• WHAT THE TASK REQUIRES: Transcribe the whole opinion text about corruption in South Africa and the opposition's role, keeping every word and mark unchanged.

Durban is a major political centre, with the ruling party in the area now being run by a crooked official who is a close ally of Jacob Zuma and 20 others facing fraud, corruption and racketeering charges. How can we expect to prosper or grow when our officials are so blatantly dishonest, effectively criminals, and the ruling party keeps re-electing them?

Despite President Ramaphosa paying lip service to the fight against corruption, not much has really been done. Because corruption is inherent in the ANC at this stage. It has been happening for far too long. Too many officials, branch members and leaders have tasted the sweet temptation of bribery and tender fraud. No matter whether Ramaphosa has genuinely good intentions or just merely wants to pretend to South Africans that something is being done, the solution will not come from the ANC.

The answer to corruption in South Africa must come from the opposition. But the Democratic Alliance (DA) cannot unseat the ANC alone. They’ve tried and have repeatedly failed. The ANC is too entrenched and the DA has proven unsavvy in many aspects of electoral politics. Even if the DA was to become more effective, they will never be able to garner the votes needed to overthrow the ANC. Not alone, at least.

The DA is one party with its own policies, principles and constituency. The broader it becomes in an attempt to appeal to more voters, the less effective and less desirable an opposition party it turns into. So, the solution is not for the DA to become the dominant opposition party. It cannot do so and should not so do.

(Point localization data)

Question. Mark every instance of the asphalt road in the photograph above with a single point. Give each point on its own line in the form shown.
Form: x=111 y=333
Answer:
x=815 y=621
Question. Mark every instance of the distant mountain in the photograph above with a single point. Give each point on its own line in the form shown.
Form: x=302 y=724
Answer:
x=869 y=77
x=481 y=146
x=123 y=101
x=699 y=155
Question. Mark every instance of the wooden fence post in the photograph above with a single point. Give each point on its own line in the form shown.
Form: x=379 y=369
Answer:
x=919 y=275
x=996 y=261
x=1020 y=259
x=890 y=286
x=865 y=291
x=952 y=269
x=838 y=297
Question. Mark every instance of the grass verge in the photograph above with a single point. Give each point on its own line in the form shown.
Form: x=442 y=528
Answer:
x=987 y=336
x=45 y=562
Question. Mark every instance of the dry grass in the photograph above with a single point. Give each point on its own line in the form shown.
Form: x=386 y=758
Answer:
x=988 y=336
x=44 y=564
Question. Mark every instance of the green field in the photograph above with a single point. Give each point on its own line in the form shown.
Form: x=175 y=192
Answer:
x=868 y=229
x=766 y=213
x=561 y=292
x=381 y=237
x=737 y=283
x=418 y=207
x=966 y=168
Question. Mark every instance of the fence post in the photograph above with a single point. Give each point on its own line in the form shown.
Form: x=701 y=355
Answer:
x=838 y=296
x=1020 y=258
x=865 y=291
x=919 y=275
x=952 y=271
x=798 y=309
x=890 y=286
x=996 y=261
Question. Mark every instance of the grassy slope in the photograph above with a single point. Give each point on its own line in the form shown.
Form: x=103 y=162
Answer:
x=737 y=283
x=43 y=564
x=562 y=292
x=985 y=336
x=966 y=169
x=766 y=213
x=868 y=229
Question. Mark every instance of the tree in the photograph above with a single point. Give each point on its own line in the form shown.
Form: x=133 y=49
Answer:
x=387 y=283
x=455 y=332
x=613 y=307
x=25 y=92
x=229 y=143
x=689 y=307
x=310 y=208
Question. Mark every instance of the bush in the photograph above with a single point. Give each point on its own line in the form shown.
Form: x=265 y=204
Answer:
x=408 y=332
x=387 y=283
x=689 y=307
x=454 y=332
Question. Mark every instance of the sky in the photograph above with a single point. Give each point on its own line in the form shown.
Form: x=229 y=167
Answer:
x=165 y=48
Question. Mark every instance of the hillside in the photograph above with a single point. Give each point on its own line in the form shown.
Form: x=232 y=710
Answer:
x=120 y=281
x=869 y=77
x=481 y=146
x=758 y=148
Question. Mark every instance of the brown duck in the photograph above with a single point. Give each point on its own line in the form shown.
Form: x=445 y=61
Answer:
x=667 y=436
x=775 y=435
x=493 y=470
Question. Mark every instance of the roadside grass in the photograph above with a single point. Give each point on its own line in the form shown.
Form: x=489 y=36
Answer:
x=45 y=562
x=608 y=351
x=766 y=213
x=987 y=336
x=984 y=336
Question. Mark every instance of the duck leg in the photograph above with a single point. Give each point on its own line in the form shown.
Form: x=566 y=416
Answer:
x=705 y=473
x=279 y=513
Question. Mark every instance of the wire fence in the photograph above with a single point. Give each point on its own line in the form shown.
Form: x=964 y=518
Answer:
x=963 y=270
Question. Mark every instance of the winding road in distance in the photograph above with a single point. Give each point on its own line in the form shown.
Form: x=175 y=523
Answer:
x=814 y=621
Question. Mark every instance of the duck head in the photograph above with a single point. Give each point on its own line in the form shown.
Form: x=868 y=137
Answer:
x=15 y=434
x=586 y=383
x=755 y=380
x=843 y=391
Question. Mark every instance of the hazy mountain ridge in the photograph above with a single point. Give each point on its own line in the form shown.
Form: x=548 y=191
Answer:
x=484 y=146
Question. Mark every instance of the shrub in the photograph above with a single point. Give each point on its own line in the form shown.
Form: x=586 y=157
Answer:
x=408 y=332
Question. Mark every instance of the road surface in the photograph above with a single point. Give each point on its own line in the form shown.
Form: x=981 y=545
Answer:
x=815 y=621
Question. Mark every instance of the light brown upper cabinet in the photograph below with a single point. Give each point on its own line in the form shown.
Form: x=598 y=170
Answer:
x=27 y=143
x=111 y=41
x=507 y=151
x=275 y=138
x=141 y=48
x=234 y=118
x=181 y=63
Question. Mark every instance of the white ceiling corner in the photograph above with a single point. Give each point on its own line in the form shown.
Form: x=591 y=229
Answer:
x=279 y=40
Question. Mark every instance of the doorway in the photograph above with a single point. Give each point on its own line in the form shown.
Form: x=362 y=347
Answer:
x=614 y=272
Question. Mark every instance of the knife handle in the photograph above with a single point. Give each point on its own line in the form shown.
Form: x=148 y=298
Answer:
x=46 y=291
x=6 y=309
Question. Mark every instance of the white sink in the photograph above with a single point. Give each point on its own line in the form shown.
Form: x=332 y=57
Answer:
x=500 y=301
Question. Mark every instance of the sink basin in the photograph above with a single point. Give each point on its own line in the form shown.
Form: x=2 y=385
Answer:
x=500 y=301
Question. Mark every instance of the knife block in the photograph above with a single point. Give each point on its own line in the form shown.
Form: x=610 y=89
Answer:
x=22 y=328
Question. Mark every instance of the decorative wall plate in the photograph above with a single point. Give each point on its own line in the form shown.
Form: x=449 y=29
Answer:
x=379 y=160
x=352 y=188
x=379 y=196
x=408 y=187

• RESULT OF THIS TASK:
Durban is a major political centre, with the ruling party in the area now being run by a crooked official who is a close ally of Jacob Zuma and 20 others facing fraud, corruption and racketeering charges. How can we expect to prosper or grow when our officials are so blatantly dishonest, effectively criminals, and the ruling party keeps re-electing them?

Despite President Ramaphosa paying lip service to the fight against corruption, not much has really been done. Because corruption is inherent in the ANC at this stage. It has been happening for far too long. Too many officials, branch members and leaders have tasted the sweet temptation of bribery and tender fraud. No matter whether Ramaphosa has genuinely good intentions or just merely wants to pretend to South Africans that something is being done, the solution will not come from the ANC.

The answer to corruption in South Africa must come from the opposition. But the Democratic Alliance (DA) cannot unseat the ANC alone. They’ve tried and have repeatedly failed. The ANC is too entrenched and the DA has proven unsavvy in many aspects of electoral politics. Even if the DA was to become more effective, they will never be able to garner the votes needed to overthrow the ANC. Not alone, at least.

The DA is one party with its own policies, principles and constituency. The broader it becomes in an attempt to appeal to more voters, the less effective and less desirable an opposition party it turns into. So, the solution is not for the DA to become the dominant opposition party. It cannot do so and should not so do.